* _Reading text_:
**********
This Changed How I Paint Watercolors: Step-by-Step Tutorial to Add Depth

step by step watercolor artichoke

I started painting in watercolor when I was just a teenager – but it wasn’t until decades later that I discovered something I really wish I’d learned sooner. It would’ve saved me so much frustration.

This one simple idea completely changed the way I paint. It turned my flat-looking artwork into paintings that had real depth.

In this lesson, I’m going to show you how to apply that same idea, step-by-step, as we paint this artichoke still life together – and I’ll tell you why this idea made such a difference for me.

So… back when I was trying to make my paintings look more realistic, I was a bit obsessed with detail. I thought that if I could just draw everything accurately enough – every little shape, every detailed line – then surely, the painting would turn out looking real.

I used to marvel at those hyper-realistic paintings – like the diner scenes by Ralph Goings, or the incredible portrait works by Chuck Close – and I genuinely believed it was all about the level of detail.

(Includes brief references to artworks by Ralph Goings and Chuck Close, used under fair dealing/fair use for educational commentary. © respective copyright holders).

So…

I’d spend hours making really careful pencil drawings before I even picked up a brush. But even after all that effort, the end result still didn’t quite work.

The final paintings just looked… flat. 

They didn’t have the depth or the sense of space I was aiming for. And honestly, I didn’t understand why.

It wasn’t until years later – when I came back to watercolor after a long break – that I finally understood what I’d been missing. I was reading a book by Tom Hoffmann called Watercolor Painting: A Comprehensive Approach… and there was this one line that completely changed how I thought about painting. (Amazon link)

He wrote something like this:

“ Of all the tools we use as painters, value is the hardest worker. You can be loose with your brushwork or even use exaggerated colors – but if the relative values are reasonably true, we can still produce a believable sense of light and space.”

And I remember just stopping and thinking—wait a minute… is it really that simple? 

That was the light bulb moment for me! 💡

“The key thing I learned from all this?”
**********
* _Picture annotation records_:
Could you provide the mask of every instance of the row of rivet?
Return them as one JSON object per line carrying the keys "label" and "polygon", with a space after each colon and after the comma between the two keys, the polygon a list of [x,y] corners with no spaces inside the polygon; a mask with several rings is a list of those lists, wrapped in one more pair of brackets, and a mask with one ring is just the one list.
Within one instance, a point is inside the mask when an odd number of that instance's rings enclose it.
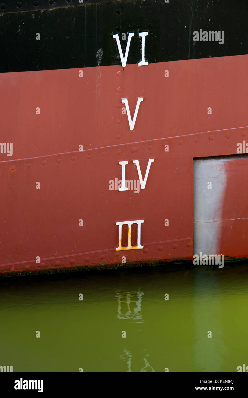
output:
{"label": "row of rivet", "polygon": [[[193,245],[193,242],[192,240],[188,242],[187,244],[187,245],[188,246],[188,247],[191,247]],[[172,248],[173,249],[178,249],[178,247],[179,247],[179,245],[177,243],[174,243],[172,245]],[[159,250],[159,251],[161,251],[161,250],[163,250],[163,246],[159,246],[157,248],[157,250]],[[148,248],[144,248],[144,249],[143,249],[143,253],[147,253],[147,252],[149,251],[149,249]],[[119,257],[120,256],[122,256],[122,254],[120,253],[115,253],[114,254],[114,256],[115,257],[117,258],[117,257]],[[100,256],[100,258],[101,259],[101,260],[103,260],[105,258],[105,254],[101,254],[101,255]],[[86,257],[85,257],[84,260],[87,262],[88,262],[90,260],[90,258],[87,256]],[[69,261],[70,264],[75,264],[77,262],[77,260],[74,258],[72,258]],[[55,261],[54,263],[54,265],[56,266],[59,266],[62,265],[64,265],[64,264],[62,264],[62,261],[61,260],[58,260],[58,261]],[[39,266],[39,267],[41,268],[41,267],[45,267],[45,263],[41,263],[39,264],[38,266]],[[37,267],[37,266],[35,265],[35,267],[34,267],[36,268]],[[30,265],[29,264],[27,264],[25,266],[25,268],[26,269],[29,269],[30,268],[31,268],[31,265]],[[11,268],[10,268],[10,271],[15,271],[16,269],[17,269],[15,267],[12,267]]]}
**********
* _Exercises_:
a – Reproduce the watercolor tutorial word for word between "In this lesson, I’m" and "level of detail.", inclusive.
b – In the watercolor tutorial, what book was the writer reading when the key idea about painting finally made sense?
The records come from a separate source, not from the watercolor tutorial.

* _Results_:
a –
In this lesson, I’m going to show you how to apply that same idea, step-by-step, as we paint this artichoke still life together – and I’ll tell you why this idea made such a difference for me.

So… back when I was trying to make my paintings look more realistic, I was a bit obsessed with detail. I thought that if I could just draw everything accurately enough – every little shape, every detailed line – then surely, the painting would turn out looking real.

I used to marvel at those hyper-realistic paintings – like the diner scenes by Ralph Goings, or the incredible portrait works by Chuck Close – and I genuinely believed it was all about the level of detail.

b – Watercolor Painting: A Comprehensive Approach, by Tom Hoffmann.